___ Material provided ___
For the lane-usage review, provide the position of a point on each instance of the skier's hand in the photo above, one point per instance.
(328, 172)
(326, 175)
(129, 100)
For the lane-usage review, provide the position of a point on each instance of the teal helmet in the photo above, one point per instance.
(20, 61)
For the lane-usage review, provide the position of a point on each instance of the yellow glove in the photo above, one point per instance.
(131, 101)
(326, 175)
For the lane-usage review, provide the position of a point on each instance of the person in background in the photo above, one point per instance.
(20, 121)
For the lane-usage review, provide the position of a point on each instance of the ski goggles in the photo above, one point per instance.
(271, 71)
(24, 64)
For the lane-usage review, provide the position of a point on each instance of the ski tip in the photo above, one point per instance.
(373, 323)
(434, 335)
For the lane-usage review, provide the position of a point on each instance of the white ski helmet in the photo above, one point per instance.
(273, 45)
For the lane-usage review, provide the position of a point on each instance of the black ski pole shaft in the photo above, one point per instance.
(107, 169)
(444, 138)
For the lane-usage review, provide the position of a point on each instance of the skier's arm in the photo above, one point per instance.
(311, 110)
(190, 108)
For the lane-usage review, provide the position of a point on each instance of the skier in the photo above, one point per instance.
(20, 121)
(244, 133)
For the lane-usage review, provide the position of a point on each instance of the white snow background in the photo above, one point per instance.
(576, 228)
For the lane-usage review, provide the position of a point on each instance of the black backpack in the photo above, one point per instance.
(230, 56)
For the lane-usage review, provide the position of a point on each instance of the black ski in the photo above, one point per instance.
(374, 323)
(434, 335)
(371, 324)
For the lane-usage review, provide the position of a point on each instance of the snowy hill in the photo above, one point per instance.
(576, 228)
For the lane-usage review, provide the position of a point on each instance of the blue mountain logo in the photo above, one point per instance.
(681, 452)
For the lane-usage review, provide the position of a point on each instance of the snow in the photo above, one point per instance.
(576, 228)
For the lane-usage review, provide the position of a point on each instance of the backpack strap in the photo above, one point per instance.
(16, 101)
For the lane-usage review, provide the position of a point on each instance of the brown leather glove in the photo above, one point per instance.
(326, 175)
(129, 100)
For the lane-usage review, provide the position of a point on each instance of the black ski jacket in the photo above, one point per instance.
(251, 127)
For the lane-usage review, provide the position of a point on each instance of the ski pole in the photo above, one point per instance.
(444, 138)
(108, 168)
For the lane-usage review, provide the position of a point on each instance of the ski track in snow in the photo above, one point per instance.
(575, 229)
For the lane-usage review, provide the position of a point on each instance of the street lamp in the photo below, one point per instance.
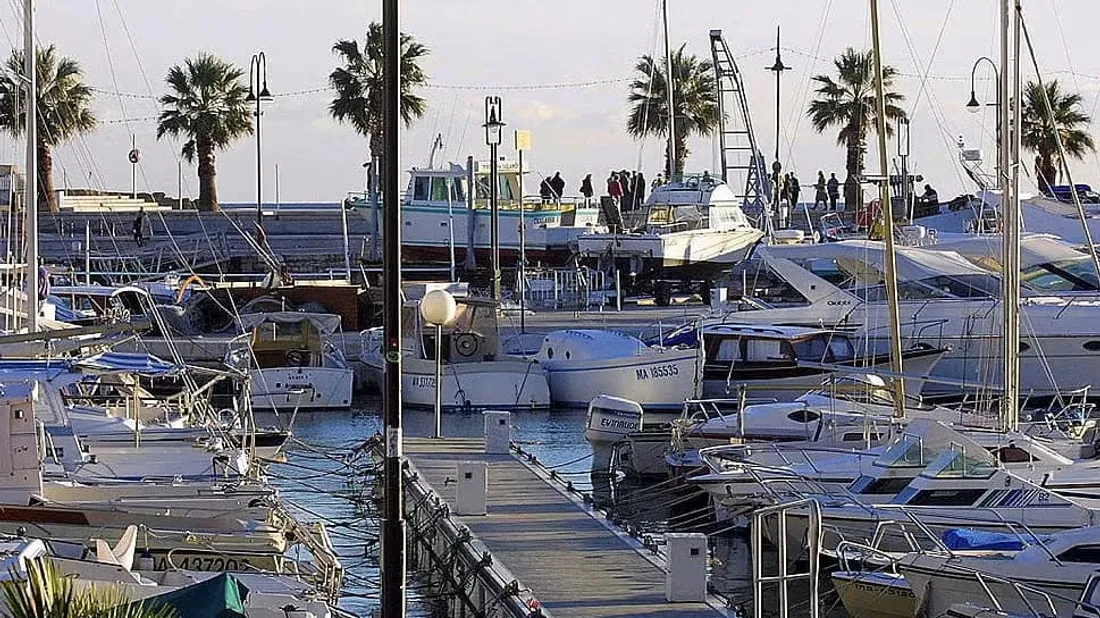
(257, 92)
(494, 131)
(974, 106)
(438, 308)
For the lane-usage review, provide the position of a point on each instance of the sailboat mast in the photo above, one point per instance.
(673, 173)
(1009, 152)
(891, 267)
(31, 200)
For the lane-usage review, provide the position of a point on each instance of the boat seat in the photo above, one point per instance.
(122, 554)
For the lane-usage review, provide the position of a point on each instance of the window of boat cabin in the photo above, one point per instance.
(420, 188)
(825, 348)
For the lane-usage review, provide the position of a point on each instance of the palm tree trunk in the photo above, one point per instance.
(854, 166)
(208, 186)
(47, 199)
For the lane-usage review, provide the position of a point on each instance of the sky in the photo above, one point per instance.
(561, 67)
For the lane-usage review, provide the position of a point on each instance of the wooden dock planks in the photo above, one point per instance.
(573, 564)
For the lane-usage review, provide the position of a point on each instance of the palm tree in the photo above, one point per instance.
(359, 84)
(206, 106)
(849, 102)
(1038, 136)
(64, 109)
(694, 96)
(48, 594)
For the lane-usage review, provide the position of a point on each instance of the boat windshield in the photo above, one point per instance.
(1076, 274)
(908, 451)
(956, 464)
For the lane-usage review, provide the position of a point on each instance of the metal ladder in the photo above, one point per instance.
(785, 576)
(740, 157)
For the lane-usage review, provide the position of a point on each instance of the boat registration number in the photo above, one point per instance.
(656, 372)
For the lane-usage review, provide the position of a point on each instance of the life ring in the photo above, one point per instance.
(466, 344)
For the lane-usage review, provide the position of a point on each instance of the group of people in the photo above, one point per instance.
(626, 188)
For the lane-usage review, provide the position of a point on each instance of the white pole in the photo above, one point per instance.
(669, 88)
(31, 203)
(439, 382)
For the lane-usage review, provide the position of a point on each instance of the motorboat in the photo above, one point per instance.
(290, 365)
(945, 301)
(781, 363)
(440, 222)
(582, 364)
(475, 372)
(692, 229)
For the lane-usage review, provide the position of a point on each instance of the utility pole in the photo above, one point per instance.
(393, 516)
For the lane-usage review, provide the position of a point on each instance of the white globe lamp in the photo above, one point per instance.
(438, 307)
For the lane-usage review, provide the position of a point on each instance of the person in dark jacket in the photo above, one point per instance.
(558, 185)
(546, 191)
(639, 189)
(586, 189)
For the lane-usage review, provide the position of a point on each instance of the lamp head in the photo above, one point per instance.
(972, 106)
(438, 307)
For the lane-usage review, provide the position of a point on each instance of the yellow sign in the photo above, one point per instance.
(523, 140)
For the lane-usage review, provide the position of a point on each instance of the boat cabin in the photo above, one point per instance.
(751, 352)
(472, 337)
(289, 339)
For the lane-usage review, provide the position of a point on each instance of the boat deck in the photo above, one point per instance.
(571, 561)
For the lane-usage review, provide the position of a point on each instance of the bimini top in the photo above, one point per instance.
(327, 323)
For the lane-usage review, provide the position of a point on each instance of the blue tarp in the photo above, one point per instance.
(961, 539)
(121, 362)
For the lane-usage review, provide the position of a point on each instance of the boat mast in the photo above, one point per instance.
(671, 100)
(31, 201)
(891, 273)
(1009, 153)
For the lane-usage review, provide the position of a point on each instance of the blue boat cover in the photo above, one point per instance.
(128, 363)
(968, 539)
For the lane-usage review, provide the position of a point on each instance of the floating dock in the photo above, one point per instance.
___
▶ **Task objective**: Lines from the one containing "of the utility" through the final line are to be given again verbatim, with nothing before or after.

▶ **Result for this exercise**:
For the lane-usage review, provide the position of a point on each instance of the utility pole in the photo above, one point per instance.
(393, 516)
For the lane-usage review, provide the position of a point on each instance of the white globe lamp in the photo above, one point per instance.
(438, 307)
For the lane-usage review, provide the position of a point on each instance of the person in dark jacket in the photo above, one point per instance.
(558, 185)
(546, 191)
(639, 189)
(586, 189)
For the lane-usage review, provide the position of a point on each instance of the lamp head in the photo above, one point per instance.
(972, 106)
(438, 307)
For the lane-usage review, provide the position of a point on each instance of the yellow sign in the photo above, one point per instance.
(523, 140)
For the lane-usage review, provide the position of a point on each instance of the boat cabin in the photo above, one point per instance.
(751, 352)
(472, 337)
(289, 339)
For the lane-usage review, provide the position of a point on each instance of the boat deck in the photo above, one point per instance.
(571, 561)
For the lane-usage review, provide the position of a point on each instance of the bimini top in the photo above, one point per instance.
(327, 323)
For the lane-usage review, provide the position of a point on each instance of the blue tarp in the photo above, one point per instance.
(961, 539)
(121, 362)
For the lane-usage review, provide the position of a point on each instance of the boat mast in the photo above, one point per instance.
(671, 100)
(31, 201)
(891, 273)
(1009, 153)
For the lane-usage review, provide the position of a point on each instance of the blue boat cover in the photo above, one point per instance.
(128, 363)
(968, 539)
For the lane-usage review, provide the position of a point on each instance of the floating dock in the photo above, one point per instance.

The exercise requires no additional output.